DATA SUPPLIED:
— BEGIN —
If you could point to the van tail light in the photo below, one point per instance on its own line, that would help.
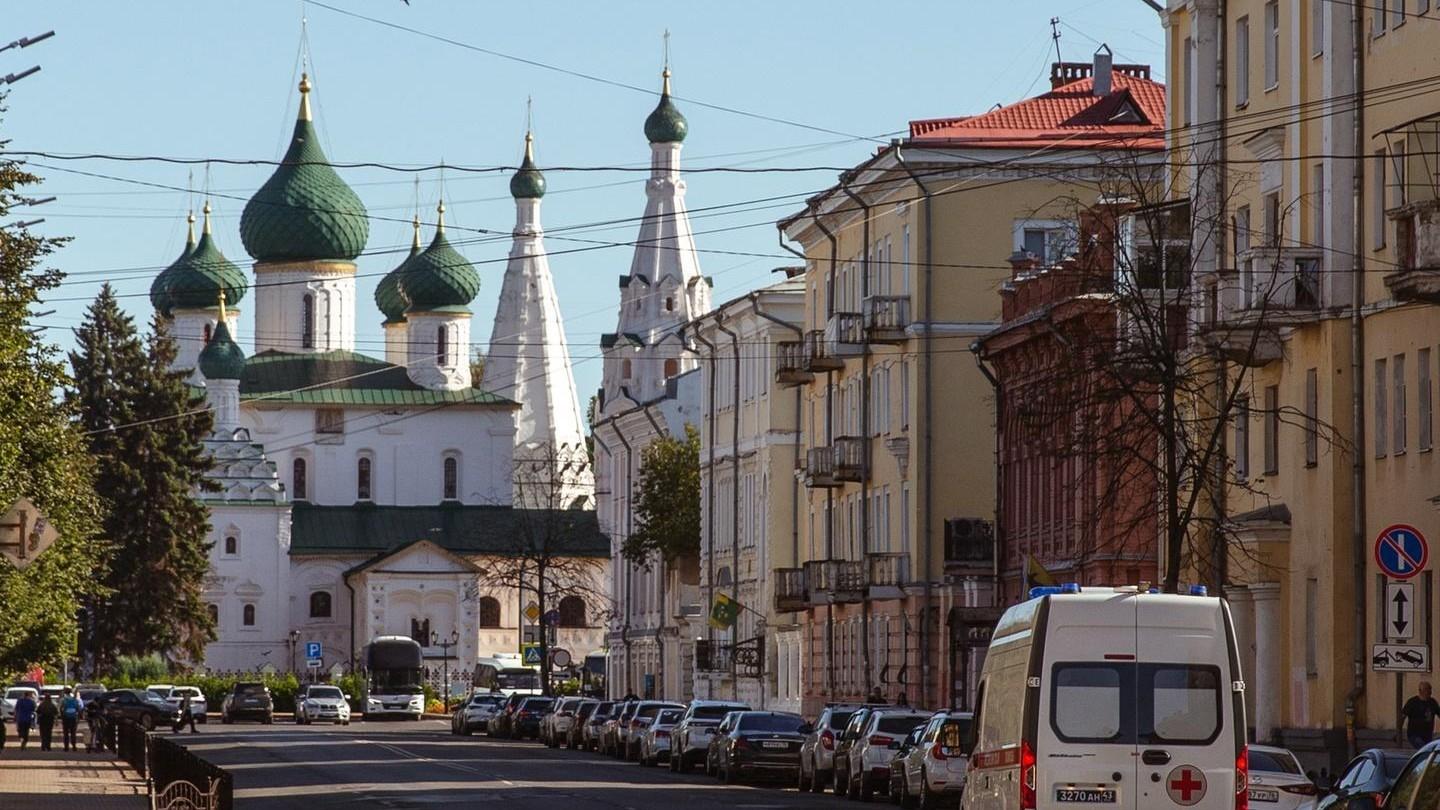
— END —
— BEGIN —
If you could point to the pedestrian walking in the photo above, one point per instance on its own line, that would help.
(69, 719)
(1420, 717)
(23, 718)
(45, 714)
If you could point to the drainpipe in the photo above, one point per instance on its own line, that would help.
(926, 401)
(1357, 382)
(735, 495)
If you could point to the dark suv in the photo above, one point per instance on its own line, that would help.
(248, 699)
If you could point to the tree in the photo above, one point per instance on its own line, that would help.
— END —
THE PROBLEM: List the rows as a numbered list with blank lines omitted, starting at the line that contains "If you could point to the drainpipe" and stopping after the line that contains "If you could point to the tree".

ANSWER TO THIS PROBLEM:
1. If you could point to the drainpipe in the photo above, one point per instance on its own line, that would help.
2. (926, 401)
3. (1357, 382)
4. (735, 495)
5. If you could point to the dark suv in the photo above, one point per instance on its own line, that would help.
6. (248, 699)
7. If you could point to the tree in the photo above, one point per instance on its own line, that would help.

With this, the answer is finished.